| TASK GOAL |
All of the records below must be reproduced exactly, minus any pictures.

(Natural language region descriptions)
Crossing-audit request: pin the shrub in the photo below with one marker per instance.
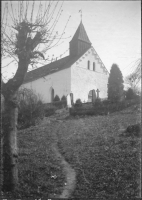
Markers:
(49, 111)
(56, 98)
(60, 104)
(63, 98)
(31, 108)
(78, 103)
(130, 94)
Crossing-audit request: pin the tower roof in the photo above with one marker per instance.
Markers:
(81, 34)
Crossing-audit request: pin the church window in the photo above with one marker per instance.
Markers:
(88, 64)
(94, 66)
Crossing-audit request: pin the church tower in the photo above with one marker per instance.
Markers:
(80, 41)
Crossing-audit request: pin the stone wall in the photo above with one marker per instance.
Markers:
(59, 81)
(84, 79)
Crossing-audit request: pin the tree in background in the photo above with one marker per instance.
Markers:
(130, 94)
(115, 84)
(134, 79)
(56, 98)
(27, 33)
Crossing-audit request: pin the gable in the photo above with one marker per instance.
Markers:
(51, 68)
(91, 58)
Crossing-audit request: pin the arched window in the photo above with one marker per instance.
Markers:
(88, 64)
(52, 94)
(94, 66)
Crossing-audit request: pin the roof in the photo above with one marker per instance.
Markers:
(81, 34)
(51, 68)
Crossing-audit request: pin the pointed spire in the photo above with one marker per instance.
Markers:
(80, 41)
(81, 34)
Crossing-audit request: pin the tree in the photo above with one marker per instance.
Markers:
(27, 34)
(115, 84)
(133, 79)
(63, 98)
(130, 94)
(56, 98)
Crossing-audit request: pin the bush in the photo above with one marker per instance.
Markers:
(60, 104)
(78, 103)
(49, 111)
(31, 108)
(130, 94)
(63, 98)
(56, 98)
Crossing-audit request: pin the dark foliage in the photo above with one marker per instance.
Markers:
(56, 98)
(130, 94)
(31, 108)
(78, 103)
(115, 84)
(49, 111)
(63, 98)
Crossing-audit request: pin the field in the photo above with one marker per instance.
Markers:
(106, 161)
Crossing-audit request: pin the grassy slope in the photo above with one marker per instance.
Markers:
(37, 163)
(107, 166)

| FINISHED TASK |
Crossing-audit request: pin the shrub in the photo below with one marker per instance.
Markers:
(49, 111)
(56, 98)
(60, 104)
(63, 98)
(31, 108)
(78, 103)
(130, 94)
Crossing-audit request: pin the tower roof in the photo above with one marker per instance.
Markers:
(81, 34)
Crossing-audit request: pin the church window in the photo above with one marker per instance.
Markers:
(88, 64)
(94, 66)
Crossing-audit request: pin the church tower in the photo above with one marker per instance.
Markers:
(80, 41)
Crossing-audit request: pin the stone wall in the photo above with one marker per instance.
Markers:
(59, 81)
(84, 79)
Crossing-audit request: pin the tree in background in the photo above with one marker per instance.
Markers:
(130, 94)
(115, 84)
(134, 79)
(56, 98)
(27, 33)
Crossing-audit request: pin the gable in the photo above with one marker per instance.
Markers:
(51, 68)
(91, 58)
Crossing-audit request: pin the arched window in the photo above with one marker per instance.
Markers:
(88, 64)
(52, 94)
(94, 66)
Crossing-audit request: pin the roof in the photo above with one marker per instance.
Markers:
(81, 34)
(51, 68)
Crossing-audit request: pin the pointed spire in the photo above with one marker per instance.
Markers:
(80, 41)
(81, 34)
Crossing-audit request: pin the tree in the photo above with one marker per instance.
Markers:
(27, 34)
(115, 84)
(133, 79)
(63, 98)
(130, 94)
(56, 98)
Crossing-audit request: pin the bush in the photo above with one marker per instance.
Markers:
(60, 104)
(78, 103)
(49, 111)
(31, 108)
(130, 94)
(63, 98)
(56, 98)
Crossing-audit request: pin the dark foliage in the photo above with one marker per instance.
Markers:
(56, 98)
(130, 94)
(31, 108)
(78, 103)
(115, 84)
(49, 111)
(63, 98)
Crossing-audit request: pin the field in the photo above with one marker per instance.
Markers:
(106, 161)
Crossing-audit request: pin the grassy slope in the photo above with one marker per instance.
Markers:
(37, 163)
(107, 166)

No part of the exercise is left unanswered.